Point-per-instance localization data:

....................

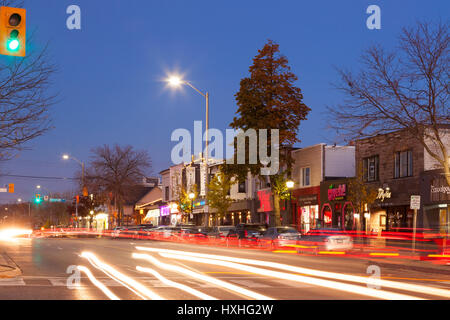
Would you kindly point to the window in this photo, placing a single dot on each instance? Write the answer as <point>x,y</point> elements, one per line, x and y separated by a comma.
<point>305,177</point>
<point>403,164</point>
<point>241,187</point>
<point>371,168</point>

....................

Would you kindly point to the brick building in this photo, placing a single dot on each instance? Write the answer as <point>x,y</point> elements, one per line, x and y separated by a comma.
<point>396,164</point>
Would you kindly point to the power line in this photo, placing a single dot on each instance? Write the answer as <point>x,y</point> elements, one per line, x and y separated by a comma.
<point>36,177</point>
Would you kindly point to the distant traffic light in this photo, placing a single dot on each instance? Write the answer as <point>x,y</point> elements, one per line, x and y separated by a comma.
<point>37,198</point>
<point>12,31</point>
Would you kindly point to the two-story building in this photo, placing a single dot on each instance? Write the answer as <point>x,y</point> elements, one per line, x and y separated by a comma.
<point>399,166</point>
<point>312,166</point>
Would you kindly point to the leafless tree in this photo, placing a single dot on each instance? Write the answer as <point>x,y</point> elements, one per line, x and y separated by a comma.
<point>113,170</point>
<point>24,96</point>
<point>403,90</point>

....................

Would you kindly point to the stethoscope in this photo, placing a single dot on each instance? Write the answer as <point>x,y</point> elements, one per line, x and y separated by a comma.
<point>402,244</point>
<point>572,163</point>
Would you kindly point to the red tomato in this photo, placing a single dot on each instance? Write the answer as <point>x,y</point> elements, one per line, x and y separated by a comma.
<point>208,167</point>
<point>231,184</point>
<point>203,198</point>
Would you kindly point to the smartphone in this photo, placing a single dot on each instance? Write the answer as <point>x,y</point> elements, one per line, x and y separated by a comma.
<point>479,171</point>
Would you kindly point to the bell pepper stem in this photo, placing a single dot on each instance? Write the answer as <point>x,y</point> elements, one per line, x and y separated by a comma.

....................

**EXERCISE AIM**
Begin with the line above that has "Would you kindly point to the stethoscope" and continue through the line that has "Would you kindly point to the bell", setting each one down exactly. Stop there.

**TASK SOLUTION**
Would you kindly point to the stethoscope in this photo, placing a single dot on each instance? Write the answer as <point>x,y</point> elements, one per line, x and y separated by a comma.
<point>402,244</point>
<point>572,163</point>
Would you kindly point to the red tomato in this photo, placing a single dot on each instance? Write the answer as <point>x,y</point> elements, one per line, x and y separated by a comma.
<point>208,167</point>
<point>231,184</point>
<point>203,198</point>
Would you kindly point to the smartphone in this photo, placing a single dot on each instance? Write the answer as <point>x,y</point> elements, one per line, x and y separated by a comma.
<point>479,171</point>
Would you kindly point to the bell pepper stem in this photo, placing a single dot on each instance? Write the answer as <point>x,y</point> elements, one per line, x and y separated by a comma.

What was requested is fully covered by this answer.